▶ Text provided:
((

1. The economic system contains innumerable variables--quantities of
"goods" (physical wealth, property rights, and services), the prives of
these goods, and their values (the quantities multiplied by the
prices). Changes in any or all of this vast array of variables may be
due to many causes. Only in imagination can all of these variables
remain constant and be kept in equilibrium by the balanced forces of
human desires, as manifested through "supply and demand."

---

So this was Fisher's very first postulate. Equilibrium itself is an
imaginary concept; and this includes the law of supply and demand
itself, because the law of supply and demand is merely a special case
of equilibrium.

Moving on to more from Fisher:

---

4. [...] In other words, while a cycle, conceived as a /fact/, or
historical event, is non-existent,
there are always innumerable cycles,
long and short, big and little, conceived as /tendencies/ (as well as
numerous non-cyclical tendencies), any historical event being the
resultant of all the tendencies then at work. Any one cycle, however
perfect and like a sine curve it may tend to be, is sure to be
interfered with by other tendencies.

))

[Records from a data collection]
((

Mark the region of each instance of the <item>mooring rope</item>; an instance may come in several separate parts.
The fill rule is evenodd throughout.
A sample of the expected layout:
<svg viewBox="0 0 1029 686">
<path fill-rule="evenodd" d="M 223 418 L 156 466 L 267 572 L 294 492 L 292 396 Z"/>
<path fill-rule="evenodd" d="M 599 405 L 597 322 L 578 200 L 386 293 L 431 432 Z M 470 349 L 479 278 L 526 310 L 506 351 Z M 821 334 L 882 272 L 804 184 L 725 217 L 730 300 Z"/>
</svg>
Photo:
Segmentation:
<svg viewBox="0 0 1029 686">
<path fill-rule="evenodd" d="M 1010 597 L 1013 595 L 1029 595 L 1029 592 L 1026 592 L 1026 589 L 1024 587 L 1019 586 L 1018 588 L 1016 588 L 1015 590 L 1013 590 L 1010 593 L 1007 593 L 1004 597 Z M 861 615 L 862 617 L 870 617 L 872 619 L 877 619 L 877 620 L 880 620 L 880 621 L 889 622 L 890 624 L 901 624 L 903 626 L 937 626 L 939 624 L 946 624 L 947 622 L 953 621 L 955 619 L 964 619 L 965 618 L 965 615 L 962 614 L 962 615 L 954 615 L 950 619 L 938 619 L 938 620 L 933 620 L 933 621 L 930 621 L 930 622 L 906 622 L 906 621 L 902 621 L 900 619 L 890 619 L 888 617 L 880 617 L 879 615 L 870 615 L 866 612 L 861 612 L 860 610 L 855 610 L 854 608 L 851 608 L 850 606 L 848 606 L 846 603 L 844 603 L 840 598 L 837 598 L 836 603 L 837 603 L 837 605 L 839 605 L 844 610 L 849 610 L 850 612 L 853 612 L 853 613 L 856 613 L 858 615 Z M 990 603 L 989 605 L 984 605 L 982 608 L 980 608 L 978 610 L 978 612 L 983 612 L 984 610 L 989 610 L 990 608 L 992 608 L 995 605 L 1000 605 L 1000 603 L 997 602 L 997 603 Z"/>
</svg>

))

Please say what any historical event is the resultant of, according to the text on Fisher's economic postulates.

▶ Completed exercise:
Any historical event is the resultant of all the tendencies at work at that time.